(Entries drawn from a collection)
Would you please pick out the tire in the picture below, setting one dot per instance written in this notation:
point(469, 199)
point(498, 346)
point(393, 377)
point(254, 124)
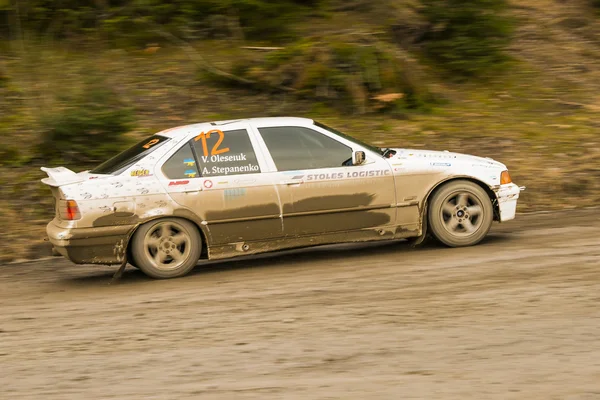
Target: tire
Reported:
point(166, 248)
point(460, 214)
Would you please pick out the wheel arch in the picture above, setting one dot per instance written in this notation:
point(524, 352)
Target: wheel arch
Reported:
point(203, 234)
point(483, 185)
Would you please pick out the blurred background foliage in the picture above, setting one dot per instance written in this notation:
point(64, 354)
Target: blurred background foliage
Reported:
point(513, 80)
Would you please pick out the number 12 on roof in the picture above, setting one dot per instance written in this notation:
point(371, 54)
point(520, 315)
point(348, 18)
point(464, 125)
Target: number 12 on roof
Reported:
point(215, 150)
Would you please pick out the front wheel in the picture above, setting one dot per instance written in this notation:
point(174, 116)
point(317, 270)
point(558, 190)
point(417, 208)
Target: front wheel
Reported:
point(460, 214)
point(166, 248)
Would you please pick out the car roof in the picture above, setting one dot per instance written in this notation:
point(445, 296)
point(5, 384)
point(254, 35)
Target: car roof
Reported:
point(266, 121)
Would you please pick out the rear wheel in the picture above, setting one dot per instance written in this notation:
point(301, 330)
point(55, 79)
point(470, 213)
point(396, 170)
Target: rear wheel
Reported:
point(166, 248)
point(460, 214)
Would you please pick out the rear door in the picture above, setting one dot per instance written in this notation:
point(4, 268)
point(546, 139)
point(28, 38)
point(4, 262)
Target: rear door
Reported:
point(320, 191)
point(218, 175)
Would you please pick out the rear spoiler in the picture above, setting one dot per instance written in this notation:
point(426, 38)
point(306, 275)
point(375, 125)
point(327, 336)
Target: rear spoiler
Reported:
point(61, 176)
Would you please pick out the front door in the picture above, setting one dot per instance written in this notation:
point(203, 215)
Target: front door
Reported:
point(320, 190)
point(218, 176)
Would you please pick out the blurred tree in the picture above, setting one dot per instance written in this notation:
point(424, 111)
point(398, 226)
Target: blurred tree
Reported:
point(133, 20)
point(467, 37)
point(89, 125)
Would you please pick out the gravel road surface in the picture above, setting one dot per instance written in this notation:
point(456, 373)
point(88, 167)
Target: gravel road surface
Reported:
point(516, 317)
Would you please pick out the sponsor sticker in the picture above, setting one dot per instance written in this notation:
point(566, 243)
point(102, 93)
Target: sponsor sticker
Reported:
point(191, 173)
point(140, 172)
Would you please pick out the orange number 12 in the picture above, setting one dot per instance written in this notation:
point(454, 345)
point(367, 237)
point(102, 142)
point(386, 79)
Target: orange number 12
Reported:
point(215, 150)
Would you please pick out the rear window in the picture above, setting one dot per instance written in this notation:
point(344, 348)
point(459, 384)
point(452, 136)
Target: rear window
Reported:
point(124, 160)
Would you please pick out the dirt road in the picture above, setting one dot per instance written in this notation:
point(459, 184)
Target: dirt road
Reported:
point(517, 317)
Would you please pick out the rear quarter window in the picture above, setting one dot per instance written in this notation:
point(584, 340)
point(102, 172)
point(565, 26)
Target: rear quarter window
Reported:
point(124, 160)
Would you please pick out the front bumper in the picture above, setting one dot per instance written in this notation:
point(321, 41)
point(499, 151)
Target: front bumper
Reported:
point(507, 201)
point(102, 245)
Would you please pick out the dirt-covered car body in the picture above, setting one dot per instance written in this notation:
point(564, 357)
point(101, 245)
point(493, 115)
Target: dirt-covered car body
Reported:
point(257, 185)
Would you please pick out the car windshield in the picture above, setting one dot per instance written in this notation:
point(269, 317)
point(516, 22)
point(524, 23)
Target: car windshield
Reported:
point(123, 160)
point(350, 138)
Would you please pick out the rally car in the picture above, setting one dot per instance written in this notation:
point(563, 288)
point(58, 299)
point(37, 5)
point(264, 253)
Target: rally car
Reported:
point(229, 188)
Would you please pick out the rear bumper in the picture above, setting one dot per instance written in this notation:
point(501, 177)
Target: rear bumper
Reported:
point(507, 201)
point(103, 245)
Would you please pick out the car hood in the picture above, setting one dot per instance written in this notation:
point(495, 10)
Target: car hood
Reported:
point(444, 157)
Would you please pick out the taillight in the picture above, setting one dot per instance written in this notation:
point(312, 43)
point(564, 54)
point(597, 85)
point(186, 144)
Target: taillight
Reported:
point(505, 178)
point(69, 210)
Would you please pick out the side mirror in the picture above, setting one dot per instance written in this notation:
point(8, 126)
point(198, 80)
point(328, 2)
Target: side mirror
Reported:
point(358, 157)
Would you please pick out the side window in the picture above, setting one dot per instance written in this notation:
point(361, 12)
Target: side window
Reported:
point(225, 153)
point(181, 164)
point(295, 148)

DESCRIPTION OF THE TASK:
Present the listing above as a Markdown table with two columns, Row for the line number and Line for the line itself. Skip blank lines and leave out the pictures.

ANSWER IN FULL:
| Row | Line |
|---|---|
| 1 | Would you please pick out the tire in the picture below, setting one dot per instance written in this notation: |
| 2 | point(469, 199) |
| 3 | point(498, 346) |
| 4 | point(393, 377) |
| 5 | point(254, 124) |
| 6 | Target: tire |
| 7 | Reported: |
| 8 | point(166, 248) |
| 9 | point(460, 214) |
| 10 | Would you please pick out the wheel arch in the picture above, setting one dot per instance written in this notation: |
| 11 | point(524, 352) |
| 12 | Target: wheel arch |
| 13 | Reported: |
| 14 | point(203, 234) |
| 15 | point(483, 185) |
| 16 | Would you please pick out the blurred background foliage in the picture above, setting one dot per instance written in this notation: |
| 17 | point(64, 354) |
| 18 | Target: blurred background foliage |
| 19 | Reported: |
| 20 | point(513, 80) |
| 21 | Would you please pick out the number 12 on roof in the picture above, setting one dot per instance written in this notation: |
| 22 | point(371, 54) |
| 23 | point(520, 315) |
| 24 | point(348, 18) |
| 25 | point(464, 125) |
| 26 | Target: number 12 on roof |
| 27 | Reported: |
| 28 | point(215, 150) |
| 29 | Would you please pick out the front wheel in the picture above, setting one dot per instance written in this notation: |
| 30 | point(174, 116) |
| 31 | point(317, 270) |
| 32 | point(558, 190) |
| 33 | point(417, 208) |
| 34 | Target: front wheel |
| 35 | Reported: |
| 36 | point(460, 214) |
| 37 | point(166, 248) |
| 38 | Would you please pick out the car roof in the picture above, setting one dot per instance written in this notation: |
| 39 | point(445, 296) |
| 40 | point(5, 384) |
| 41 | point(254, 35) |
| 42 | Target: car roof |
| 43 | Reported: |
| 44 | point(266, 121) |
| 45 | Would you please pick out the rear wheel in the picture above, setting one dot per instance written in this notation: |
| 46 | point(301, 330) |
| 47 | point(55, 79) |
| 48 | point(470, 213) |
| 49 | point(396, 170) |
| 50 | Target: rear wheel |
| 51 | Reported: |
| 52 | point(166, 248) |
| 53 | point(460, 214) |
| 54 | Would you please pick out the rear door in the picture above, setting one dot per instance written in this notation: |
| 55 | point(4, 268) |
| 56 | point(546, 139) |
| 57 | point(28, 38) |
| 58 | point(4, 262) |
| 59 | Target: rear door |
| 60 | Reported: |
| 61 | point(320, 191) |
| 62 | point(218, 175) |
| 63 | Would you please pick out the rear spoiler in the picture above, setting one dot per instance written in this notation: |
| 64 | point(426, 38) |
| 65 | point(306, 275) |
| 66 | point(375, 125) |
| 67 | point(327, 336) |
| 68 | Target: rear spoiler |
| 69 | Reported: |
| 70 | point(61, 176) |
| 71 | Would you please pick out the front door in the picture above, setting one dot per instance written in this notation: |
| 72 | point(203, 215) |
| 73 | Target: front door |
| 74 | Reported: |
| 75 | point(320, 190) |
| 76 | point(218, 176) |
| 77 | Would you please pick out the blurred tree in the picture above, setting one dot per instance written in this notation: |
| 78 | point(424, 111) |
| 79 | point(398, 226) |
| 80 | Target: blurred tree |
| 81 | Reported: |
| 82 | point(133, 20) |
| 83 | point(467, 37) |
| 84 | point(89, 125) |
| 85 | Would you please pick out the gravel road surface in the picture above, setting one dot per instance written in this notation: |
| 86 | point(456, 373) |
| 87 | point(88, 167) |
| 88 | Target: gravel road surface |
| 89 | Reported: |
| 90 | point(516, 317) |
| 91 | Would you please pick out the sponsor sticker in the picture above, setting one dot per instance written in this notation: |
| 92 | point(566, 243) |
| 93 | point(102, 93) |
| 94 | Target: sponsor sticker |
| 95 | Reported: |
| 96 | point(191, 173) |
| 97 | point(140, 172) |
| 98 | Would you please pick out the orange number 12 in the picture above, setting one dot per instance written in this notation: |
| 99 | point(454, 345) |
| 100 | point(367, 237) |
| 101 | point(102, 142) |
| 102 | point(386, 79) |
| 103 | Target: orange number 12 |
| 104 | Reported: |
| 105 | point(215, 150) |
| 106 | Would you please pick out the rear window in the picture above, setting one dot per instance written in this notation: |
| 107 | point(344, 348) |
| 108 | point(459, 384) |
| 109 | point(452, 136) |
| 110 | Target: rear window |
| 111 | Reported: |
| 112 | point(124, 160) |
| 113 | Would you please pick out the dirt road in the picture above, setting one dot per instance written in this notation: |
| 114 | point(459, 184) |
| 115 | Target: dirt road |
| 116 | Reported: |
| 117 | point(517, 317) |
| 118 | Would you please pick out the rear quarter window in the picture above, setting one dot per instance written in this notation: |
| 119 | point(584, 340) |
| 120 | point(102, 172) |
| 121 | point(565, 26) |
| 122 | Target: rear quarter window |
| 123 | Reported: |
| 124 | point(124, 160) |
| 125 | Would you please pick out the front bumper in the picture above, setting one dot per instance written in this notation: |
| 126 | point(321, 41) |
| 127 | point(499, 151) |
| 128 | Target: front bumper |
| 129 | Reported: |
| 130 | point(507, 201) |
| 131 | point(102, 245) |
| 132 | Would you please pick out the dirt-covered car body in the picture above, setting one dot per instance written in this notation: |
| 133 | point(564, 357) |
| 134 | point(101, 245) |
| 135 | point(493, 115) |
| 136 | Target: dirt-covered car body |
| 137 | Reported: |
| 138 | point(257, 185) |
| 139 | Would you please pick out the car windshield in the picture above, setting one dot per instance written in this notation: |
| 140 | point(269, 317) |
| 141 | point(516, 22) |
| 142 | point(524, 23) |
| 143 | Target: car windshield |
| 144 | Reported: |
| 145 | point(123, 160) |
| 146 | point(350, 138) |
| 147 | Would you please pick out the rally car in the picture above, setting one dot per instance written in this notation: |
| 148 | point(563, 288) |
| 149 | point(58, 299) |
| 150 | point(37, 5) |
| 151 | point(264, 253) |
| 152 | Target: rally car |
| 153 | Reported: |
| 154 | point(229, 188) |
| 155 | Would you please pick out the rear bumper in the picture above, setting one dot per instance written in this notation: |
| 156 | point(501, 177) |
| 157 | Target: rear bumper |
| 158 | Reported: |
| 159 | point(507, 201) |
| 160 | point(103, 245) |
| 161 | Would you please pick out the car hood in the picture above, setting one dot per instance written in this notation: |
| 162 | point(495, 10) |
| 163 | Target: car hood |
| 164 | Reported: |
| 165 | point(444, 157) |
| 166 | Would you please pick out the taillight in the picture above, setting one dot per instance written in this notation: |
| 167 | point(312, 43) |
| 168 | point(564, 54) |
| 169 | point(597, 85) |
| 170 | point(186, 144) |
| 171 | Target: taillight |
| 172 | Reported: |
| 173 | point(505, 178) |
| 174 | point(69, 210) |
| 175 | Would you please pick out the side mirror in the picture above, setting one dot per instance written in this notation: |
| 176 | point(8, 126) |
| 177 | point(198, 80) |
| 178 | point(328, 2) |
| 179 | Target: side mirror |
| 180 | Reported: |
| 181 | point(358, 157) |
| 182 | Would you please pick out the side window in the picture above, setting one dot per instance written in this notation: |
| 183 | point(361, 12) |
| 184 | Target: side window |
| 185 | Reported: |
| 186 | point(225, 153) |
| 187 | point(181, 164) |
| 188 | point(295, 148) |